Description of the task: Report every line of the data below that contains the string "body", treating uppercase and lowercase letters as distinct.

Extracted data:
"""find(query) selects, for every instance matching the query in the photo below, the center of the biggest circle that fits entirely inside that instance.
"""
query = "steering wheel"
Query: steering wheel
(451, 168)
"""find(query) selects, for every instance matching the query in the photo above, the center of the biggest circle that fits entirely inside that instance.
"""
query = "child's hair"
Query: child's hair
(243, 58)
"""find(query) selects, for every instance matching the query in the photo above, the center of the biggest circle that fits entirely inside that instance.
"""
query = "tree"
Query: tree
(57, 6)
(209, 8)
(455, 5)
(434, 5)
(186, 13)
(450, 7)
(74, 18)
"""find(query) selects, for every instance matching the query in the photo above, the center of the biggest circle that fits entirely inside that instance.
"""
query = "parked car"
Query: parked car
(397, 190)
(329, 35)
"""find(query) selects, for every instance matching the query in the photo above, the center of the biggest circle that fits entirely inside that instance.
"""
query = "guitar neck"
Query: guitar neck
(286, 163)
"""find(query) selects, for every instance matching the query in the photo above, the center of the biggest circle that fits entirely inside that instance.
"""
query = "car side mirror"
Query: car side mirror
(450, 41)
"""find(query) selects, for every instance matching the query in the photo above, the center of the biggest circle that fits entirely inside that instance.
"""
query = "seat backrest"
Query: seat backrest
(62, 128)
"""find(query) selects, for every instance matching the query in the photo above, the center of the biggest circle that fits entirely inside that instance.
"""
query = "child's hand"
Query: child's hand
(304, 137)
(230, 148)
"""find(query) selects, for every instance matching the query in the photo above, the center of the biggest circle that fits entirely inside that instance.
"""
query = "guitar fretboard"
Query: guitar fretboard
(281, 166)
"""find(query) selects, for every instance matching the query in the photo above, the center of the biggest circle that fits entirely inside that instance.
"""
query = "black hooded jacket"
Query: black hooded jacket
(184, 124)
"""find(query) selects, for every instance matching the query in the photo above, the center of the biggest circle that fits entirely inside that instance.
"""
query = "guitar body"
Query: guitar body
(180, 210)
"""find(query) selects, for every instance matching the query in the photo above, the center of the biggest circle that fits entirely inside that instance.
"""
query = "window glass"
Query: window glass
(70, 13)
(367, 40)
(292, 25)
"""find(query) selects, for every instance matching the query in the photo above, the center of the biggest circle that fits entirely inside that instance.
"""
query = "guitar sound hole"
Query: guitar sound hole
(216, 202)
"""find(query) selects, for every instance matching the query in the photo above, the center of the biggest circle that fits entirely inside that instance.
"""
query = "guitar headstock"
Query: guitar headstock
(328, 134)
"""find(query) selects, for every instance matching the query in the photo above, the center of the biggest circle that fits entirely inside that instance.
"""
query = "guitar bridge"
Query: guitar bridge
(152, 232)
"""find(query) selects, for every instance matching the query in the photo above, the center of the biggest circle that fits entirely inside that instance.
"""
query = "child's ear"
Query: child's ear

Task solution:
query = "guitar body"
Query: guitar body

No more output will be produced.